SE-0366: Move Function + "Use After Move" Diagnostic

Exactly.
I guess this move function/keyword is intended as a last resort manual-override and not as the preferred way to specify ownership and lifecycle of values. I find it difficult to reason about the move function when we are not sure where we will have to use it because the future high-level concepts are still vague.

I read the (revised) proposal, and I have been following discussions about this feature for months. Overall, I get it, but I don’t really get it.

FWIW I definitely find this version more palatable than the “magic function” variant from the first version of the proposal. It certainly feels more aligned with the feel and direction of swift.

That said, to me, calling a function with the owned modifier on its argument would feel like a better way to specify that the lifetime of a variable should end at that point. Or a tightening of lexical scope as a way of dictating variable lifetimes.

If adding this move keyword is the preferred way of signifying that an otherwise copyable type should be moved instead of copied, i.e. that we always have to add this modifier to an owned function argument, unless the type itself is a speculative “move-only type”, then that’s the bit I kind of get. I see some analogue here with inout and the & modifier. If that’s the point, then I guess I can live with that.

Overall though, I don’t really see the value in this feature. I don’t buy the argument that adding move will signify to future maintainers of my code that the lifecycle should end and therefore they will not change the code without thinking twice. And I don’t really understand the argument for this feature rather than more formally defining lexical scope which seems like a much more intuitive way of defining a variable’s lifetime. The proposed feature seems to just be complicating that intuition further, and encouraging long and meandering functions that do many things.

Point-per-instance localization data
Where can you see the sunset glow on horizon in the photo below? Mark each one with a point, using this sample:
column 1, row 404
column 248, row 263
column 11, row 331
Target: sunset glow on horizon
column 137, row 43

• Task instructions:
a) According to the forum post, which earlier variant of the proposal does the writer find less palatable than this version?
b) Reproduce the stretch of the forum post from "FWIW I definitely" through "direction of swift.".
c) List every keyword or modifier that the forum post mentions by name.

• Solutions in order:
a) The "magic function" variant from the first version of the proposal.

b)
FWIW I definitely find this version more palatable than the “magic function” variant from the first version of the proposal. It certainly feels more aligned with the feel and direction of swift.

c) move, owned, inout, &